_Task goal_:
Write out, word for word, the part of the Bruce Springsteen song list below that begins at the words "Bossing It –" and stops after "stripped-back folk numbers.".

_Passage_:

## START

Bossing It – 10 Best Bruce Springsteen Songs

If Elvis has claimed the highest position as The King, then ‘The Boss’ has surely earned a seat close by at the rock and roll table of greats. We’re talking about Bruce Springsteen, New Jersey’s proudest son, who has been blowing the minds of anyone lucky enough to see him live since the ‘70s. Strapped with a Telecaster and backed by the legendary E Street Band, Bruce Springsteen can comfortably lay claim to being one of America’s greatest rockers.

Combining a blue-collar, working-class ethos that echoes throughout the characters in his songs, Springsteen’s back catalog is a vast collection of gutsy pop classics, socially conscious anthems, and intimate, stripped-back folk numbers.

Now in his seventies, he continues to pack out arenas and take names to this day. From a career spanning 50 years, we’ve picked ten of The Boss’ finest songs.

10. Secret Garden

This offcut from 1992’s Human Touch shows just how versatile The Boss is when it comes to writing heartbreakers. Led by sparse keys, it’s a sound he’d later build on for 2002’s The Rising. Rarely played live, the song gathered momentum when it became a single on 1995’s Greatest Hits, and then featured on the Jerry Maguire soundtrack. A liner note claims it’s about ‘men and women’ and ‘the big man sweeter than ever.’ The late Clarence Clemons is the man in question, given the back half of the tune to serenade us with his sax. Lyrically, it’s about love, secrets, and mysteries kept hidden.


9. Thunder Road

It’s a testament to the scale of Springsteen’s catalog when our list only includes one tune from 1975’s Born To Run. His breakthrough third record, this song (inspired by a Robert Mitchum movie), is all the reasons he’s worshipped in one place. ‘Thunder Road’ is a tale of reckless abandon in pursuit of opportunity. It’s masterful storytelling about two people in a town full of losers ‘pulling out of here to win.’ Roy Orbison gets a mention, along with burned-out Chevrolets, promised lands, and Springsteen’s custom Telecaster as he sings, “I got this guitar and I learned how to make it talk.” Searching harmonica over Roy Bittan’s chiming piano starts things off before it launches into a thumping E Street Band groove. Expect this old classic to get busted out during every live set.

## END

_Material supplied_:
## START

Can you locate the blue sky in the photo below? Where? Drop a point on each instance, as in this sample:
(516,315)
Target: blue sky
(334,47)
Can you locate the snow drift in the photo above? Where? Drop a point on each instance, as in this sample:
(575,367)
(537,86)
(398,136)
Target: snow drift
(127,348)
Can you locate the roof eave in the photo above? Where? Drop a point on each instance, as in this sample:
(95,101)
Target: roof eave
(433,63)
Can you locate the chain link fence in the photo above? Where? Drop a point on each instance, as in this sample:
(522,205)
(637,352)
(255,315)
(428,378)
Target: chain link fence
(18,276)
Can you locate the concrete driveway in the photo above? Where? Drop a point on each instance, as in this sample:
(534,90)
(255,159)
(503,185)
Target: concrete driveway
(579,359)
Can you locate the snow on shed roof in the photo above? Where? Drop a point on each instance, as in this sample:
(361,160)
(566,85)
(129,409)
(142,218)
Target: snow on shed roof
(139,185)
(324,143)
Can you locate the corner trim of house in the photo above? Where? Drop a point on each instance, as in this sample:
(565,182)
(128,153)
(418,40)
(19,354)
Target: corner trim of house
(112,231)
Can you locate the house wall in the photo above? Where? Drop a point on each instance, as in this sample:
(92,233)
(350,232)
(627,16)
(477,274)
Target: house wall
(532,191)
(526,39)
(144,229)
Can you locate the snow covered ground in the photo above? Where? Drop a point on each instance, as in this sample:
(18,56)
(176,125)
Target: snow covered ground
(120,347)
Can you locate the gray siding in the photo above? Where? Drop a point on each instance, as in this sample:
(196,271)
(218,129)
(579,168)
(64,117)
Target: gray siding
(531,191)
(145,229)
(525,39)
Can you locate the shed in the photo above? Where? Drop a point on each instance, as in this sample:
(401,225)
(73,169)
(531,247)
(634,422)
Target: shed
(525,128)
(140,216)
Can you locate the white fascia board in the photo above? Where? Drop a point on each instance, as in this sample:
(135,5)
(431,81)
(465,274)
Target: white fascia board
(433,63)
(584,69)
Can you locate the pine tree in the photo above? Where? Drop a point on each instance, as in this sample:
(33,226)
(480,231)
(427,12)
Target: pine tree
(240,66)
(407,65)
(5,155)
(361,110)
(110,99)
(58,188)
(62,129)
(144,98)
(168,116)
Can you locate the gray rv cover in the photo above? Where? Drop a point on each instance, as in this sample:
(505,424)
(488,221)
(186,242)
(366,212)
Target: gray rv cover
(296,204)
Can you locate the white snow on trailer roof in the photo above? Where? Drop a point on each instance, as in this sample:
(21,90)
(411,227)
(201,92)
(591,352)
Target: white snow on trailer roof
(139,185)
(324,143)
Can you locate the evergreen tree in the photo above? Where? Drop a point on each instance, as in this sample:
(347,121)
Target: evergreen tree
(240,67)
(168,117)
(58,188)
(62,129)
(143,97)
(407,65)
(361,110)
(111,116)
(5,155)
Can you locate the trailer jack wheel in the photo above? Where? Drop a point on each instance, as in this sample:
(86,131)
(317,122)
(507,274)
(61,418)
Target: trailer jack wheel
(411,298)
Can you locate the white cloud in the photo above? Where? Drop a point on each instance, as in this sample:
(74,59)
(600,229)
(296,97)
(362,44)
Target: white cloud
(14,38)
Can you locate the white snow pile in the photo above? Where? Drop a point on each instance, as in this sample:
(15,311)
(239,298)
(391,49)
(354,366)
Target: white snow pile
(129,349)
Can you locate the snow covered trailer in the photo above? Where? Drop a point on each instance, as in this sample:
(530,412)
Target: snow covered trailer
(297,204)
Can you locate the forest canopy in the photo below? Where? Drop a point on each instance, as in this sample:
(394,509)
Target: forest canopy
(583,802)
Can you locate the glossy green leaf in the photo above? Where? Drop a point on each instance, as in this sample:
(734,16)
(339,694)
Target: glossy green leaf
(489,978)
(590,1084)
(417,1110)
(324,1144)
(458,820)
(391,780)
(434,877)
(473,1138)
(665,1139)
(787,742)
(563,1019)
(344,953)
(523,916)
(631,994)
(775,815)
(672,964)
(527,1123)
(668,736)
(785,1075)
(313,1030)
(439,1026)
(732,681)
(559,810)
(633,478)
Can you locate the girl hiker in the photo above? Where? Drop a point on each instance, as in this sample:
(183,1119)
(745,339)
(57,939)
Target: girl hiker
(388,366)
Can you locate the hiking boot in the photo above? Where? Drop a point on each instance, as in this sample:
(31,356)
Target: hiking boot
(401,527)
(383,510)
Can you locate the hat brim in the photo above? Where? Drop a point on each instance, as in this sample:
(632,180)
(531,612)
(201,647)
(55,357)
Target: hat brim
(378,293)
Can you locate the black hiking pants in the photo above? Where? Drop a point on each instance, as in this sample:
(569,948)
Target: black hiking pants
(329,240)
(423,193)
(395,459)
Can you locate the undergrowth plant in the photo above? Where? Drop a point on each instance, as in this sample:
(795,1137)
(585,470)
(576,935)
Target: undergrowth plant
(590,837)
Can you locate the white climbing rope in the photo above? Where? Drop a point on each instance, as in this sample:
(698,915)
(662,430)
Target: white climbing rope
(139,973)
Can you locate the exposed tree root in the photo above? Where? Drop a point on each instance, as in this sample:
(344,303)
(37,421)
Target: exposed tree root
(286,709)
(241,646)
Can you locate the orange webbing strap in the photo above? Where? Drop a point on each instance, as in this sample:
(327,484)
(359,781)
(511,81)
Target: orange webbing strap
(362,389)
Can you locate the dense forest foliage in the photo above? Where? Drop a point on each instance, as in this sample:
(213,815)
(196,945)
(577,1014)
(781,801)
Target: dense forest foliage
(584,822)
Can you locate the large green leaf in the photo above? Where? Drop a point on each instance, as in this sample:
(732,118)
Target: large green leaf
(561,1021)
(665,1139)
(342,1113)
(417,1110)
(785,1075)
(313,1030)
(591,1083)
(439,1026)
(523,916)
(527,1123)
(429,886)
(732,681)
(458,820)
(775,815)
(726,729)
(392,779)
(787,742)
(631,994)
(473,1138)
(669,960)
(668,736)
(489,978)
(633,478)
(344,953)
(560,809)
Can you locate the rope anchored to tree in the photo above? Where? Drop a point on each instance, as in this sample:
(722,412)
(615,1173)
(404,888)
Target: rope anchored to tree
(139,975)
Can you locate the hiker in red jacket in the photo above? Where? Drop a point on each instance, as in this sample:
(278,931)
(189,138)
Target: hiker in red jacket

## END

_Problem solution_:
Bossing It – 10 Best Bruce Springsteen Songs

If Elvis has claimed the highest position as The King, then ‘The Boss’ has surely earned a seat close by at the rock and roll table of greats. We’re talking about Bruce Springsteen, New Jersey’s proudest son, who has been blowing the minds of anyone lucky enough to see him live since the ‘70s. Strapped with a Telecaster and backed by the legendary E Street Band, Bruce Springsteen can comfortably lay claim to being one of America’s greatest rockers.

Combining a blue-collar, working-class ethos that echoes throughout the characters in his songs, Springsteen’s back catalog is a vast collection of gutsy pop classics, socially conscious anthems, and intimate, stripped-back folk numbers.